EXCERPT TO READ Block Start

OK, I tried to find a Denver Post at the local Kwik-E-Mart today. It didn't come to those places before I got home for the night. Check out www.ridetherockies.com Sunday morning. The route should be posted tonight sometime.


----------



## hhwrench

Glenwood Springs-Hotchkiss-Gunnison-Salida-Leadville-Aspen-Glenwood Springs


----------



## StuartHB

*2009 Ride the Rockies Route Comments*

From previous post, it this is accurate the ride is approximately 382 Miles according to Google Maps.

Sunday: Glenwood Springs to HotchKiss 78.5
Monday: HotchKiss to Gunnison 79.0
Tuesday: Gunnison to Salida 66.0
Wednesday: Salida to Leadville 58.4
Thursday Rest day
Friday: Leadville to Aspen 59.0
Saturday: Aspen to Glenwood Springs 40.4

So the rest day would be in Leadville. How is this for a full day stay?

Has anyone ridden this route or similar in past years. How is the toughness?


----------



## armadillo

Anybody having issues with the RTR web site? Not working for me. Got an email from RTR this morning announcing the ride, with a link, the site just says "It's works!" but it does not.


----------



## anniemac21

From above: "So the rest day would be in Leadville. How is this for a full day stay?"

As of 9:00 last night, hotels in Leadville for June 17 were fully booked, but there were hotels available for June 18 -- layover day is Thursday, right? I can't get on RTR website this morning.

Leadville will be an OK place for layover day -- it's beautiful, though it is over 10,000 feet. The town is small and not as developed as a Breckenridge or Durango. But if you want to ride that day, they have a great bike trail around the town and some good roads off the beaten path. If you're hearty there is lots of hiking, golf, and even a narrow gage train.


----------



## ColoradoVeloDude

In Leadville there are four great rides you can do:

1) Go around Turquoise lake
2) Take the Mineral Belt Trail 
(Both of the above are mapped out at www.bvbf.org and http://www.mineralbelttrail.com/
3) Ride to the top of Fremont Pass or The Top of Tennessee Pass 
4) Make it a day and do the Copper Triangle from Leadville (CopperTriangle.com for route details -- 88 mile round trip). Note: it's probably an easier route to head from Leadville to Copper Mountain first


----------



## ColoradoVeloDude

Here is the story out of the Sunday Denver Post 

URL: http://www.denverpost.com/search/ci_11595660 

Gear up to register for '09 Ride the Rockies
By Claire Martin
The Denver Post
Posted: 02/01/2009 12:30:00 AM MST

Registration opens Sunday for the 2009 Denver Post Ride the Rockies tour, a six-day, 380-mile noncompetitive bicycle jaunt across the state.

EXCERPT TO READ Block End
EXTRACTED ENTRIES Block Start

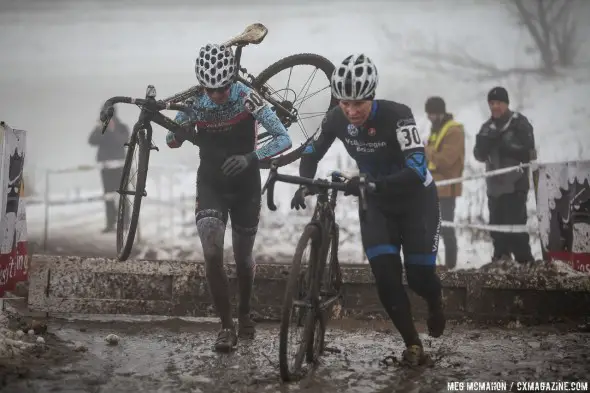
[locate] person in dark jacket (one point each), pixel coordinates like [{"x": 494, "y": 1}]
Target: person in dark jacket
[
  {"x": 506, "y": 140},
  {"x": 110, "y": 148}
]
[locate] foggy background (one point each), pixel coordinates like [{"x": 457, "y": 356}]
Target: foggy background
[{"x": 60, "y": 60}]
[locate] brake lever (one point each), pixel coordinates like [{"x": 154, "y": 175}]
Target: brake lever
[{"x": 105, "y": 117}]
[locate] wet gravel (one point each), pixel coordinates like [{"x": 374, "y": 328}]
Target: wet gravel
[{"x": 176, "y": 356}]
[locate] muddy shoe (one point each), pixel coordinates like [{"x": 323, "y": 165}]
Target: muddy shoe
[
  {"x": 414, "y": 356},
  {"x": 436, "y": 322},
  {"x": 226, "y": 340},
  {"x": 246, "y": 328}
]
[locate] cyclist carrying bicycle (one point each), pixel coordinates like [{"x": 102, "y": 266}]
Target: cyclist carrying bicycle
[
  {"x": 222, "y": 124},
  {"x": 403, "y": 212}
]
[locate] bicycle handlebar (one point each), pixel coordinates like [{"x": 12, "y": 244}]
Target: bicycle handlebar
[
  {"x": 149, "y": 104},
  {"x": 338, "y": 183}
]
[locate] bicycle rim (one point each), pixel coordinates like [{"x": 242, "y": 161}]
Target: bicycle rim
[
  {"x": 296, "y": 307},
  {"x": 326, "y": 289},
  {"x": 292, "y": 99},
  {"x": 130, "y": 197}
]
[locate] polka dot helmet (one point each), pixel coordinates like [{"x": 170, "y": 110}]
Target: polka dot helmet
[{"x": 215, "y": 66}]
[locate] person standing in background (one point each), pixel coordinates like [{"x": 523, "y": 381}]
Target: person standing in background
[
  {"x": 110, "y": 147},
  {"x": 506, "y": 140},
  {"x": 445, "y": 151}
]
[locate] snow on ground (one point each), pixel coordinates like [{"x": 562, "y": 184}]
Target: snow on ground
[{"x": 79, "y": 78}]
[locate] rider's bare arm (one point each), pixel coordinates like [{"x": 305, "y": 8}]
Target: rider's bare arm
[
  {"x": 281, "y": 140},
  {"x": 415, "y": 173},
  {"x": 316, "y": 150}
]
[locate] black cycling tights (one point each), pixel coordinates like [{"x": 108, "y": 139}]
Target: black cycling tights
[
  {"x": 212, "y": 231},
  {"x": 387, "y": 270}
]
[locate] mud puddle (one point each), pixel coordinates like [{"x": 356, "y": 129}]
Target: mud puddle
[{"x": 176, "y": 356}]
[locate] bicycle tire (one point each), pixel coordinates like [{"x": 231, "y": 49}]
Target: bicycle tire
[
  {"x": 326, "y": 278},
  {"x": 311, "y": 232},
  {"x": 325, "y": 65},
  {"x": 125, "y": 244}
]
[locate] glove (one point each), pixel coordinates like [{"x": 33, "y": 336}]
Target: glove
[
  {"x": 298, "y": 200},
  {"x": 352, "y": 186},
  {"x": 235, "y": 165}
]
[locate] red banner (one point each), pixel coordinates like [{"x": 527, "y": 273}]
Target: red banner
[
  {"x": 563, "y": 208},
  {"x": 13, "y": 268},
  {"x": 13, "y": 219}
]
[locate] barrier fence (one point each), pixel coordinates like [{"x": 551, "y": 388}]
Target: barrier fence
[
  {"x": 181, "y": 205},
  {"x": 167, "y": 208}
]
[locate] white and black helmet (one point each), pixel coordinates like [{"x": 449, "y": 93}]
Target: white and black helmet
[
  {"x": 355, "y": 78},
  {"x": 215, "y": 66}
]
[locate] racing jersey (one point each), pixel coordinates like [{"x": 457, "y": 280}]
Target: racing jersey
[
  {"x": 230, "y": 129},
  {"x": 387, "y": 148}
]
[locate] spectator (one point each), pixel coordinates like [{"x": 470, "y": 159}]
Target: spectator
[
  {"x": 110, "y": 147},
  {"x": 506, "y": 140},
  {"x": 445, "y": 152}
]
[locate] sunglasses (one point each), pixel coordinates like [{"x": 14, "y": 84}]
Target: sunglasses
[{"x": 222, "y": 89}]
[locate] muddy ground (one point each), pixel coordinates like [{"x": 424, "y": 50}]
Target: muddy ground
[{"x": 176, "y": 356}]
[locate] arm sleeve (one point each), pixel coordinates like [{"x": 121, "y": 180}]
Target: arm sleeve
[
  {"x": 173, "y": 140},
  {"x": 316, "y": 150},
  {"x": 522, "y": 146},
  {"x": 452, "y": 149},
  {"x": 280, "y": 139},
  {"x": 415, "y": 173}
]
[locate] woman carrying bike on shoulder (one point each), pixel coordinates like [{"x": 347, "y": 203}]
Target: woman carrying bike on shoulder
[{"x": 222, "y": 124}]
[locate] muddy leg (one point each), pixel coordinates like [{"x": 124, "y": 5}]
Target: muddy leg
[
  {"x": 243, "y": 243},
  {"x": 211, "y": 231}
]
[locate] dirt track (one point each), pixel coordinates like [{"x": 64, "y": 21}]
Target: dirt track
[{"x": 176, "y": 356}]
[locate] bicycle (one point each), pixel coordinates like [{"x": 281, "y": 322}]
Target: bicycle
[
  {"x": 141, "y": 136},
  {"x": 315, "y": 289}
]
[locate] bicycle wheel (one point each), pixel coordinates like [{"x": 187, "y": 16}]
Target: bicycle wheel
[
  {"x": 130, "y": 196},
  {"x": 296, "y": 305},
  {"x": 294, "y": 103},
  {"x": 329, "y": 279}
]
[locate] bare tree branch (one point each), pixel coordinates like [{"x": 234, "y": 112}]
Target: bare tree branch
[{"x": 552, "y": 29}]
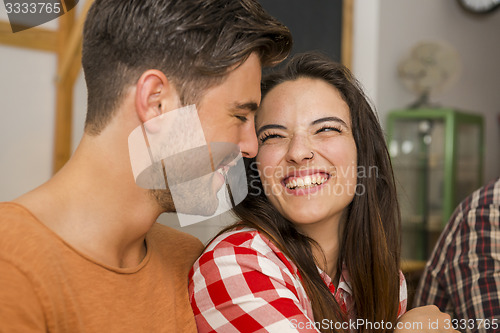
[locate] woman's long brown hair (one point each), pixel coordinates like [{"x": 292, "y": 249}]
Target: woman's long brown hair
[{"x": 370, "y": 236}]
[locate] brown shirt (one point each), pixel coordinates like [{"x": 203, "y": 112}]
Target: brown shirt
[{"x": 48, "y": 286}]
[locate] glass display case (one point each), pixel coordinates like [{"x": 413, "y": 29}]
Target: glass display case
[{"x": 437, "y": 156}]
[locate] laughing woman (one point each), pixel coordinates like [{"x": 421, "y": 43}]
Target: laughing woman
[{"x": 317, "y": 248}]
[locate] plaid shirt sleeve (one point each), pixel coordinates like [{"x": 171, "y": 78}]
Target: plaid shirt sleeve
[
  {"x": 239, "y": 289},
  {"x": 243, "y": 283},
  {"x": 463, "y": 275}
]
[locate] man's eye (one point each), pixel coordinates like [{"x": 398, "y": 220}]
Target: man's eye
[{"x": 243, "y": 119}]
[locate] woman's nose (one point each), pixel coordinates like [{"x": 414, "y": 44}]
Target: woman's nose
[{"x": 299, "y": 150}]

EXTRACTED ENTRIES Block End

#### STUDY QUESTIONS
• a. According to the forum thread, how long is the Copper Triangle round trip from Leadville?
• b. Reproduce the part of the forum thread that opens with the words containing "Anybody having issues" and closes with "website this morning.".

#### EXERCISE ANSWERS
• a. 88 miles.

• b.
Anybody having issues with the RTR web site? Not working for me. Got an email from RTR this morning announcing the ride, with a link, the site just says "It's works!" but it does not.


----------



## anniemac21

From above: "So the rest day would be in Leadville. How is this for a full day stay?"

As of 9:00 last night, hotels in Leadville for June 17 were fully booked, but there were hotels available for June 18 -- layover day is Thursday, right? I can't get on RTR website this morning.